▶ **Task to complete**:
Repeat the lines below word for word, starting at the line that contains "Return one point per instance of the green" and ending at the line that contains "<point>498,272</point>", with both of those lines included.
** start Materials provided **
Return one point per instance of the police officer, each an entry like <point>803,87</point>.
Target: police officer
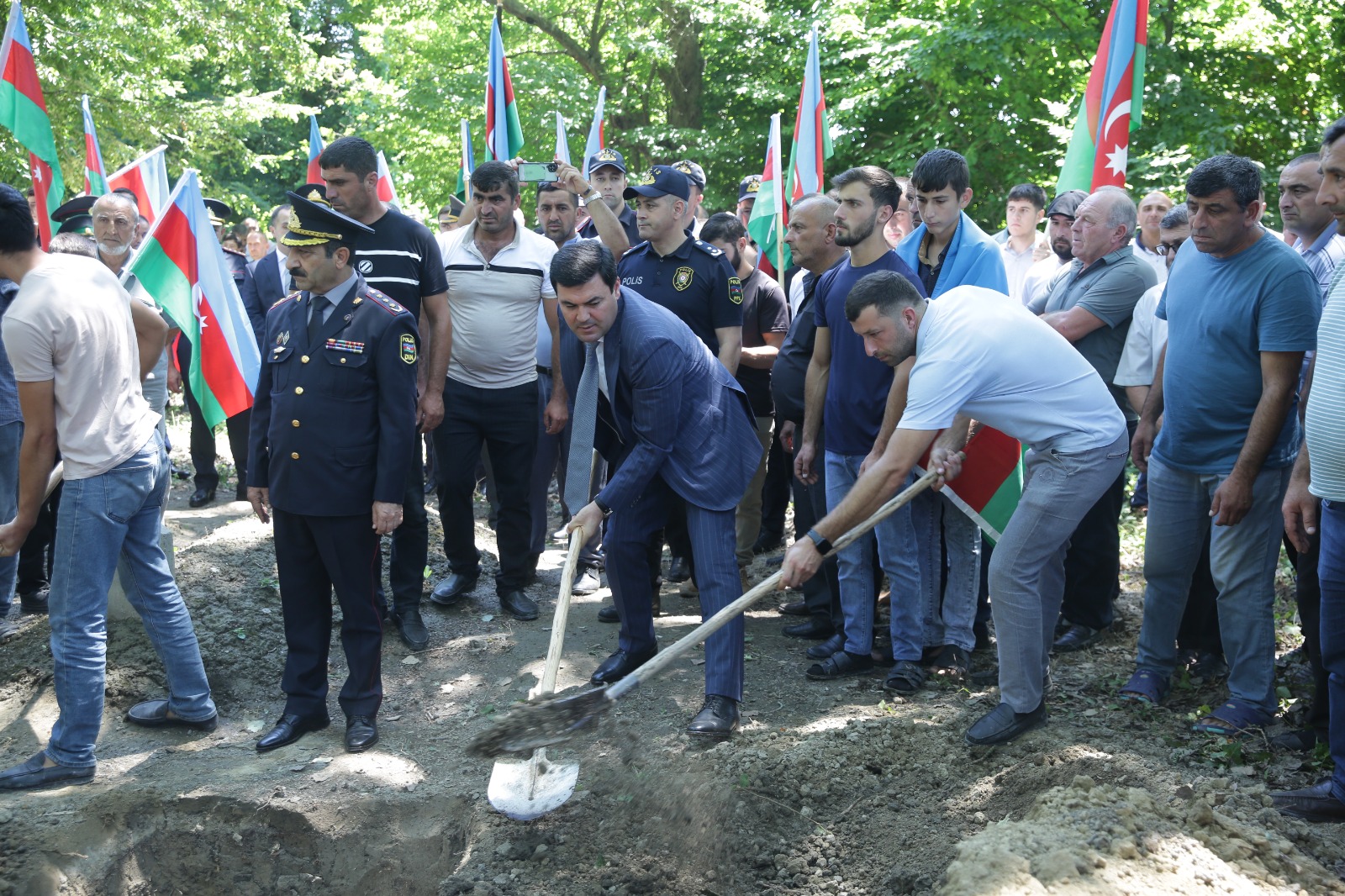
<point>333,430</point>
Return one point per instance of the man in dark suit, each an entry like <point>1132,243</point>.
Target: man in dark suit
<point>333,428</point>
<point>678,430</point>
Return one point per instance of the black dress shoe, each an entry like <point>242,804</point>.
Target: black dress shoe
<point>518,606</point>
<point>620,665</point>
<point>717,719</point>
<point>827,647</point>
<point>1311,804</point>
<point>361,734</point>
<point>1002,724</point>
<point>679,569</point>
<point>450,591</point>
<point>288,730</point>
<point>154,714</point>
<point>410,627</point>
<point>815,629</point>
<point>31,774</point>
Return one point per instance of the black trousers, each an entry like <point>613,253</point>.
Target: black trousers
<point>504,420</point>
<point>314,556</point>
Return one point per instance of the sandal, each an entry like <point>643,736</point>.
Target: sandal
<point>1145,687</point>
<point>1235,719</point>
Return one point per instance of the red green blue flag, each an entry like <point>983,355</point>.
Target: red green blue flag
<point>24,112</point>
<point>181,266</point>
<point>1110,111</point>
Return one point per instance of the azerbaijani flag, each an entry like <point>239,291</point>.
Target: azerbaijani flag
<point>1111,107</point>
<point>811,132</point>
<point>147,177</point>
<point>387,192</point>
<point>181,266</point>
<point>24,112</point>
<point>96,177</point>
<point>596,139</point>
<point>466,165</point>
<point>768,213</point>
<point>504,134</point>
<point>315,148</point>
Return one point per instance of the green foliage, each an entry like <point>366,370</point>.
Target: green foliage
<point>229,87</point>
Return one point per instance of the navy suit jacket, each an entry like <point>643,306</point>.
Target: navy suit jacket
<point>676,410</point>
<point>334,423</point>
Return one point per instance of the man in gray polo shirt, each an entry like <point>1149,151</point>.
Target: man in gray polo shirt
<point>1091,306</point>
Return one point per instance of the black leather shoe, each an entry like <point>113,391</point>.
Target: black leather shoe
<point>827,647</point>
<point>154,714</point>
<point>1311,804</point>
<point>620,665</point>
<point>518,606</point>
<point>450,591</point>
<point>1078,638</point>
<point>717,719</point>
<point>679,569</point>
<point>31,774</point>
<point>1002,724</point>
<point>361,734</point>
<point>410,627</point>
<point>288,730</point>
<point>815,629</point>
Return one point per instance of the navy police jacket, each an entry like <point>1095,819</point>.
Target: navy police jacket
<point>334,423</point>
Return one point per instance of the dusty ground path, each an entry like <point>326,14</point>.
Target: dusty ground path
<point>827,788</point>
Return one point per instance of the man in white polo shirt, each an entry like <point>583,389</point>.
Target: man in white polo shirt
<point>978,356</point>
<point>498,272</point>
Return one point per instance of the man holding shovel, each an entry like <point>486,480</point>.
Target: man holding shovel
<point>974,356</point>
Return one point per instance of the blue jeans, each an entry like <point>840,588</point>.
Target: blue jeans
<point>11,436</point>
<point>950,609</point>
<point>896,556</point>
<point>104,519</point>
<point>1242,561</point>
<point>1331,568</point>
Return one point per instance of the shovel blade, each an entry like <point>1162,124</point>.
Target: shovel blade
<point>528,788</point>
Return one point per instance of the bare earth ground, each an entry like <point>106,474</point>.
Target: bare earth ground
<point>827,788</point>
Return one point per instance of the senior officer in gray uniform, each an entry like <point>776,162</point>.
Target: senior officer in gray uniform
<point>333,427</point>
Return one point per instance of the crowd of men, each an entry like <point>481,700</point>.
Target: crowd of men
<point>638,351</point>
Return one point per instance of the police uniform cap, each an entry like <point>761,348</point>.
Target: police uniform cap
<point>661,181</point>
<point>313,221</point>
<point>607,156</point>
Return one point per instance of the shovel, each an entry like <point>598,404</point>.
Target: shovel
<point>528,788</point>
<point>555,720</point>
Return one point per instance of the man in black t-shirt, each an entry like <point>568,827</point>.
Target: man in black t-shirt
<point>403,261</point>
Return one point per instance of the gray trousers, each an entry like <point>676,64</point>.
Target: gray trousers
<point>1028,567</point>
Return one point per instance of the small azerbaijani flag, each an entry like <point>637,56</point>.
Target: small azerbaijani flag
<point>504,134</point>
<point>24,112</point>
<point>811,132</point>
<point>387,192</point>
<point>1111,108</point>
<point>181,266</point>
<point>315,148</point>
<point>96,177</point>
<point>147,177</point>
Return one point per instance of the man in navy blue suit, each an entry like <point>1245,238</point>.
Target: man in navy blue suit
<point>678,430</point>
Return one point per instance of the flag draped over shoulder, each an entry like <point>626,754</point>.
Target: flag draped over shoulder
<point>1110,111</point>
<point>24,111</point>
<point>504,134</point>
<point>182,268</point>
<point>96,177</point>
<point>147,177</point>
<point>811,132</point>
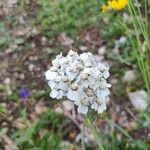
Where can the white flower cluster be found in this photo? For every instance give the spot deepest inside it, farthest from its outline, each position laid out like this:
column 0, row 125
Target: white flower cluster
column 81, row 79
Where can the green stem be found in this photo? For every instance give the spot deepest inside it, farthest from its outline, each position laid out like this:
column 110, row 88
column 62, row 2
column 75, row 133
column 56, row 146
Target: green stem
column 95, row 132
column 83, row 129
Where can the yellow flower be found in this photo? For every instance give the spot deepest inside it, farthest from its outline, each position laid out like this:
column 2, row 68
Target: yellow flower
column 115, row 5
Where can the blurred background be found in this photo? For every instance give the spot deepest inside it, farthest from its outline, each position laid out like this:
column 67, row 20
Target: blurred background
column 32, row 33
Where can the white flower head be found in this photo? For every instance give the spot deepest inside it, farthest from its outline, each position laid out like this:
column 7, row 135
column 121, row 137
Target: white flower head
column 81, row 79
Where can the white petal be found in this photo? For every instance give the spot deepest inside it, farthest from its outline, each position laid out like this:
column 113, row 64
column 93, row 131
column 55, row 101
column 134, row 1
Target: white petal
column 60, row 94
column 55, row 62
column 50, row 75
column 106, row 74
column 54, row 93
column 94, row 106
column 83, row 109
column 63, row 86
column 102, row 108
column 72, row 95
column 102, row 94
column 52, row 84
** end Materials provided **
▶ **The reply**:
Return one point per instance of the green foliage, each an entry like <point>366,370</point>.
Target: green foliage
<point>229,87</point>
Return one point per instance of the navy suit jacket, each an entry like <point>643,306</point>.
Target: navy suit jacket
<point>676,410</point>
<point>334,423</point>
Return one point per instance of the man in gray polo shirt, each an entry like <point>1149,151</point>.
Target: man in gray polo shirt
<point>1091,306</point>
Return one point per instance of the black leather shoe, each an entry like <point>113,391</point>.
Target: black leather shoe
<point>827,647</point>
<point>154,714</point>
<point>1311,804</point>
<point>620,665</point>
<point>518,606</point>
<point>450,591</point>
<point>1078,638</point>
<point>717,719</point>
<point>679,569</point>
<point>31,774</point>
<point>1002,724</point>
<point>361,734</point>
<point>410,627</point>
<point>288,730</point>
<point>815,629</point>
Return one point per instance of the navy police jacket, each an entry like <point>1095,819</point>.
Target: navy police jacket
<point>334,423</point>
Return one point per instance of the dusty ground path, each an entry like <point>326,14</point>.
Target: dusty ground path
<point>827,788</point>
Return one point per instance of the man in white polo shirt, each an entry like <point>583,389</point>.
Target: man in white polo shirt
<point>978,356</point>
<point>498,272</point>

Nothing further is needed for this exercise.